= Denman Chase =

Steeplechase horse race in Britain

The Denman Chase is a Grade 2 National Hunt steeplechase in Great Britain which is open to horses aged five years or older. It is run at Newbury over a distance of about 2 miles and 7½ furlongs (2 miles 7 furlongs and 86 yards, or 4,706 metres), and during its running there are eighteen fences to be jumped. The race is scheduled to take place each year in February.

The event was originally named the Aon Chase, after its first sponsors Aon Group Ltd, and it was first run in 2000. It was promoted to Listed status in 2002, and to Grade 2 level in 2003. The planned running in 2009 was abandoned at Newbury because of snow, and so the race was switched to an alternative venue, Kempton Park. The rearranged event was titled the Levy Board Chase. In 2012 the sponsorship was taken over by Betfair and renamed the Denman Chase in honour of Denman, who won the race in 2008 and also won two Hennessy Gold Cups at Newbury.

The race serves as one of the principal trials for the Cheltenham Gold Cup in March. Four horses have won both events in the same year – Kauto Star (2007), Denman (2008), Coneygree (2015) and Native River (2018).

==Records==

Most successful horse (3 wins):
- Native River – 2017, 2018, 2020

Leading jockey (4 wins):
- Richard Johnson – Shooting Light (2004), Farmer Jack (2005), Coneygree (2015), Native River (2018)

Leading trainer (10 wins):
- Paul Nicholls (horse racing) – See More Business (2000), Shotgun Willy (2001), Valley Henry (2003), Kauto Star (2007), Denman (2008), Tricky Trickster (2010), Noland (2011), Silvianaco Conti (2013), Clan Des Obeaux (2019), Secret Investor (2021)

> **RECORD SET**:
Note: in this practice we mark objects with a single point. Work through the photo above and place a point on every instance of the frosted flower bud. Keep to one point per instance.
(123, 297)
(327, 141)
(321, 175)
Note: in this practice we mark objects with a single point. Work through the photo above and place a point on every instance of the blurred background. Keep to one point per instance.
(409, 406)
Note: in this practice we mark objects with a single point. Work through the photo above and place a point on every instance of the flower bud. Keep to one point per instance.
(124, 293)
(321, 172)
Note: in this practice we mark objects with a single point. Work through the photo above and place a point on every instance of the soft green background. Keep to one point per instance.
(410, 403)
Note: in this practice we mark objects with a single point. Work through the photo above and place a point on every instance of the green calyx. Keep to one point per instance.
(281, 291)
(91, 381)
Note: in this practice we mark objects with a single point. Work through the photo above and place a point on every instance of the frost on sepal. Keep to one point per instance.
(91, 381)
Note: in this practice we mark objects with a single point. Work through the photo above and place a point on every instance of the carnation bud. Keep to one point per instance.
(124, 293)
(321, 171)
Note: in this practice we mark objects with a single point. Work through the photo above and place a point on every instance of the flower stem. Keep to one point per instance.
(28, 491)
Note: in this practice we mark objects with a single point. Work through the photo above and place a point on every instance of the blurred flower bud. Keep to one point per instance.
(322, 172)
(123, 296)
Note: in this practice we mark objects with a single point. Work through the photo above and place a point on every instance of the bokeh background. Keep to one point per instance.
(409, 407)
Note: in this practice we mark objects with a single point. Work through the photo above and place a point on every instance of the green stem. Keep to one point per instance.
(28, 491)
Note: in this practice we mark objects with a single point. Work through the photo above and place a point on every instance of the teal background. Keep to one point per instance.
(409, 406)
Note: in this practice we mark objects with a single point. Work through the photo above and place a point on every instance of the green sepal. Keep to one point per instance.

> **DIRECTIVES**:
1. Copy the passage of the Denman Chase article that starts at the words "The event was" and ends after the words "Native River (2018).".
2. Tell whether each statement agrees with the Denman Chase article, answering yes or no and quoting the words of the article that decide it: (a) The race was first run in 2000. (b) The 2009 running took place at Newbury. (c) Horses jump eighteen fences during the race.
The lines have no connection to the Denman Chase article.

> **RESULTS**:
1.
The event was originally named the Aon Chase, after its first sponsors Aon Group Ltd, and it was first run in 2000. It was promoted to Listed status in 2002, and to Grade 2 level in 2003. The planned running in 2009 was abandoned at Newbury because of snow, and so the race was switched to an alternative venue, Kempton Park. The rearranged event was titled the Levy Board Chase. In 2012 the sponsorship was taken over by Betfair and renamed the Denman Chase in honour of Denman, who won the race in 2008 and also won two Hennessy Gold Cups at Newbury.

The race serves as one of the principal trials for the Cheltenham Gold Cup in March. Four horses have won both events in the same year – Kauto Star (2007), Denman (2008), Coneygree (2015) and Native River (2018).

2.
(a) Yes: "it was first run in 2000."
(b) No: "The planned running in 2009 was abandoned at Newbury because of snow, and so the race was switched to an alternative venue, Kempton Park."
(c) Yes: "during its running there are eighteen fences to be jumped."